* **What the task asks**:
Answer these questions from the forum post below:
(a) Which view would a new connection query to check whether the desired backend pid still exists?
(b) In which function does the post propose defining a new fault?
(c) On which Greenplum version is the problem described as easy to reproduce as well?

Hello
Some inconsistent failures in CI are happening due to the way "q" syntax
to quit a session is implemented in isolation2 framework. An example is
this resgroup failure:
https://prod.ci.gpdb.pivotal.io/teams/main/pipelines/6X_STABLE_without_asserts/jobs/resource_group_centos6/builds/1046
The relevant diff from that link is as follows:
---
\/home\/gpadmin\/gpdb_src\/src\/test\/isolation2\/expected\/resgroup\/resgroup_cancel_terminate_concurrency\.out
+++
\/home\/gpadmin\/gpdb_src\/src\/test\/isolation2\/results\/resgroup\/resgroup_cancel_terminate_concurrency\.out
@@ -293,9 +293,10 @@
1q: ... <quitting>
2q: ... <quitting>
DROP ROLE role_concurrency_test;
-DROP
+ERROR: role "role_concurrency_test" cannot be dropped because some
objects depend on it
+DETAIL: owner of table pg_temp_28.tmp
The isolation2 framework's test runner does not wait until the backend
process exits when processing the "1q:" and "2q:" lines from the spec.
If the test runner moves on to process the next line in the spec while
the backend processes for sessions "1" and "2" have not exited yet, the
DROP is bound to fail. This problem is easy to reproduce on Greenplum 7
as well.
Solutions? One option is to make isolation2 framework capable of
waiting until the backend process exits when processing "*q:" lines. A
new connection can be used to check existence of the desired backend pid
by querying "pg_stat_activity" view. The isolation2 framework supports
utility mode, mirror and standby connections, in addition to regular
connections to Greenplum coordinator. Simply querying
"pg_stat_activity" may not be enough, we may need to obtain active PIDs
from segments.
Another alternative is to burden tests with the onus of ensuring that
the desired backend process has exited. In the above failed test, a new
fault can be defined in RemoveTempRelations and be waited for before the
"DROP ROLE" statement.
Any other solutions or comments on how to address this issue?
Asim

* **Material supplied**:
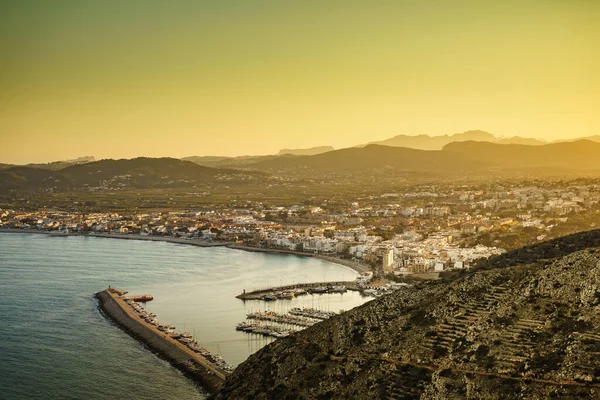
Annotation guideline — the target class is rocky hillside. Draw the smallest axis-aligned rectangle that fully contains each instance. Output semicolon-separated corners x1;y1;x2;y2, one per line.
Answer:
217;230;600;400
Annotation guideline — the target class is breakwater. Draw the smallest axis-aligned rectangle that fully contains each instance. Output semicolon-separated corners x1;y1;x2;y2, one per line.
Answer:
96;289;229;393
235;281;362;301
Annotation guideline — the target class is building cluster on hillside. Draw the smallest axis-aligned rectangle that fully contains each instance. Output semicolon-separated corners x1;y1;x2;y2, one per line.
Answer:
0;180;600;274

* **Result of the exercise**:
(a) The "pg_stat_activity" view.
(b) RemoveTempRelations.
(c) Greenplum 7.